____ Selected excerpt

José González returns to familiar ground on solo LP

    1 of 2 2 of 2

      It was just supposed to be a little hiatus.

      In February, José González released Vestiges and Claws, his first new solo LP since 2007’s In Our Nature. The Swedish singer-songwriter was far from idle in the years between, and he didn’t spend all that time meticulously crafting the 10 songs that make up his spare, meditative new record. Instead, he made two albums with his long-running band Junip (which also includes drummer Elias Araya and keyboardist Tobias Winterkorn).

      He also collaborated with Göteborg String Theory and contributed a number of songs to the soundtrack of Ben Stiller’s 2013 remake of The Secret Life of Walter Mitty.

      It all added up to a much longer gap between solo records than González ever intended.

      “I wanted to do a Junip album and then go back to my solo stuff again pretty soon, but writing, recording, and touring with the first Junip album took about three years,” he says, reached on his cellphone at a tour stop in Madison, Wisconsin. “And then at the end of that album cycle we talked about this continuing, just because the touring felt like it had made us better musicians, and we didn’t want to stop there, so we went and did the second Junip album instead of me going back to my solo stuff. Something that could have taken maybe two, three years took, I guess, seven years.”

      Long-time fans will find themselves on familiar ground with Vestiges and Claws. Like the singer’s previous outings, it focuses on González’s assured, soothing vocals and his unhurried, delicate nylon-string guitar work. Recorded mostly by the artist himself at his home studio in Gothenburg, the album boasts a warm, intimate sound that González jokingly refers to as his “mushy” aesthetic.

      Lyrically, the songwriter has returned to his signature musings on the Big Questions. González has always preferred to take a holistic view, examining the beauty and frailty of humanity rather than probing the endless depths of his own navel.

      “When I was writing this album, I really felt like I was continuing what I started with In Our Nature—songs like ‘The Nest’ and ‘Abram’ and ‘How Low’. I really feel like the lyrics are just continuing the same type of questioning and angles that I explored with that album, and also in many of the Junip songs.”

      González is an atheist, but with songs like “Leaf Off/The Cave”—which, with its refrain of “Let the light lead you out,” draws equally from Plato and the biblical book of Genesis—he suggests that there is wisdom to be gleaned from various belief systems, including those that leave room for the divine.

      “It’s kind of fun to think how someone else would interpret the same lyric,” he muses. “I find it fun to think about a believer maybe thinking about ‘the light’ as God or something else and still being able to sing along, while I’m thinking more of enlightenment and how we can know ourselves on the planet and make the best of this time we have here.”

      José González plays a sold-out Imperial on Saturday (April 25).

________

Please list every song title named in the article about José González's solo LP, in the order they appear.

____ Listed entries

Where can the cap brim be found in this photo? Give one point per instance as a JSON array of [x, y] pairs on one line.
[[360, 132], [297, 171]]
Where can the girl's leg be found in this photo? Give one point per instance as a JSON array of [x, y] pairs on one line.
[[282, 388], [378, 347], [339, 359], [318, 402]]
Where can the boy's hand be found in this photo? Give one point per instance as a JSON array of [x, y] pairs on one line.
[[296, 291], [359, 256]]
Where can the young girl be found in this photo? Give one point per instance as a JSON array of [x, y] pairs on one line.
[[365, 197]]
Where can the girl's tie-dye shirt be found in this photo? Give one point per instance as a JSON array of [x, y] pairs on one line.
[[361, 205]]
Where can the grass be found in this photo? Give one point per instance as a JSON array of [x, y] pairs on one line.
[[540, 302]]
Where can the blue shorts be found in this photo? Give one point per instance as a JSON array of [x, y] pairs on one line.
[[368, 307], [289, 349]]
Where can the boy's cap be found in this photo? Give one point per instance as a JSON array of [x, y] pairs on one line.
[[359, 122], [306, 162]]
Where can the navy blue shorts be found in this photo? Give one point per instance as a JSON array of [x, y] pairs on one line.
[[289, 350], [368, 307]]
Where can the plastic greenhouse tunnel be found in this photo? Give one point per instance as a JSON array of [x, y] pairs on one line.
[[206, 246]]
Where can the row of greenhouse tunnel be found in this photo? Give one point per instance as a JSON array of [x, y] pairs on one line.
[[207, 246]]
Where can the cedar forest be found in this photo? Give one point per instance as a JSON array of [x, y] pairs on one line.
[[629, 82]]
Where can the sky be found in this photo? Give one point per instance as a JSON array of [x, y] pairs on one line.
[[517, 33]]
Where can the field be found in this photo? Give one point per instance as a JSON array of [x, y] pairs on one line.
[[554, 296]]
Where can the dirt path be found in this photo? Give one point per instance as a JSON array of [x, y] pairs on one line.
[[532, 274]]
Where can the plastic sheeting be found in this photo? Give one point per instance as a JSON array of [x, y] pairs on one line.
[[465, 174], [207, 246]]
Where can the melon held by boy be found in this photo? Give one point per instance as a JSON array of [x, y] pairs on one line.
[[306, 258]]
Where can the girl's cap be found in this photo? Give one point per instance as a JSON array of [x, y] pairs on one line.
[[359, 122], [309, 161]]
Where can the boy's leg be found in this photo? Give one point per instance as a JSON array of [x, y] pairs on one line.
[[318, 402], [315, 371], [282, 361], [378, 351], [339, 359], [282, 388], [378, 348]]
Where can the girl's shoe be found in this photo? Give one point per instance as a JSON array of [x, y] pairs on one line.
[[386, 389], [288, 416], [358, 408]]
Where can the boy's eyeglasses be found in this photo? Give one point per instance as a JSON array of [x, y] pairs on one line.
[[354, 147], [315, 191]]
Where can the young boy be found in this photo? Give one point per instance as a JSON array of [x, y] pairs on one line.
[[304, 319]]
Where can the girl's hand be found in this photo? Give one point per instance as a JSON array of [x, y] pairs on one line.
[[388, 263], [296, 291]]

________

## Task response
"The Nest", "Abram", "How Low", "Leaf Off/The Cave"